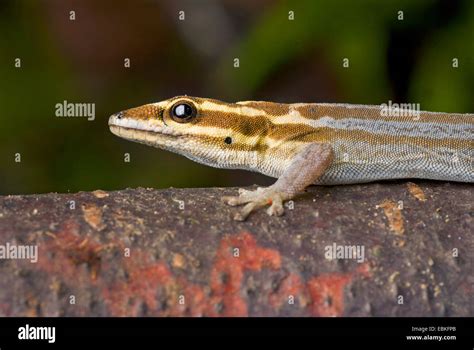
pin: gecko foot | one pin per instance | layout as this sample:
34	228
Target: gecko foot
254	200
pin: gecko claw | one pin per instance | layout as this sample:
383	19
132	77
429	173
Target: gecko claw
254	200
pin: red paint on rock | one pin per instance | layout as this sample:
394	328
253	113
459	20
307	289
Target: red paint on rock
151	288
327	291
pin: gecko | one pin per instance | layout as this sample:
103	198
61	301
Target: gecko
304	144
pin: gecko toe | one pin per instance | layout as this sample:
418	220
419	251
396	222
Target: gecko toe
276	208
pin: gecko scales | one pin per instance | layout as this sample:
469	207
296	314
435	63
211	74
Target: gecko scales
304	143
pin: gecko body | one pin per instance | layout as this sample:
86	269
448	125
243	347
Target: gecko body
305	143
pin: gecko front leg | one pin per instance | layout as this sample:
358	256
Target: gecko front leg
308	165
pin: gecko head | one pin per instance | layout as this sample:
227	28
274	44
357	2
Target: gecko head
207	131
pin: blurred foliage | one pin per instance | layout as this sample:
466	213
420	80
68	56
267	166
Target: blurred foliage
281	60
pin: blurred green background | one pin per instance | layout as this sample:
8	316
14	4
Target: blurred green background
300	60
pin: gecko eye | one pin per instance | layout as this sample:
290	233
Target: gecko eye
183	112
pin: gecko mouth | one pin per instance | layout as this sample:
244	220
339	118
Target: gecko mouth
═══
WORK REQUIRED: Retype all of the material above, line for line, and leave out the picture.

OUTPUT:
pin: gecko foot | one pin per instance | layout as this sample:
34	228
Target: gecko foot
254	200
pin: gecko claw | one pin per instance | layout as this sample:
383	19
132	77
429	173
Target: gecko claw
254	200
pin: red paint on rock | one pin per instance | layout as this sample:
394	328
253	113
459	20
307	289
Target: red paint on rock
151	288
327	291
pin: gecko | one pin per instance | layout as this sample:
103	198
61	301
Target: gecko
304	144
pin: gecko toe | one pin per instance | layout as this sample:
418	220
419	251
396	222
Target: gecko toe
276	208
pin: gecko scales | one pin per instance | layout as this sample:
469	207
296	314
435	63
211	74
Target: gecko scales
304	143
pin: gecko body | one pin per instance | layout as this sample:
86	269
448	125
243	347
Target: gecko body
305	143
pin: gecko front leg | one pin per instance | layout as this sample:
358	256
Target: gecko front leg
308	165
pin: gecko head | one pin per instance | layout as this sample:
227	28
274	44
357	2
Target: gecko head
207	131
pin: blurred foliage | one pin per instance | layout as this sample:
466	213
420	80
68	56
267	166
Target: blurred foliage
281	60
pin: blurred green background | one pin per instance | layout as this sample:
8	316
14	4
Target: blurred green background
300	60
pin: gecko eye | one pin per instance | layout as this sample:
290	233
Target: gecko eye
183	112
pin: gecko mouth | one pin per instance | layout as this sample:
244	220
339	118
Target: gecko mouth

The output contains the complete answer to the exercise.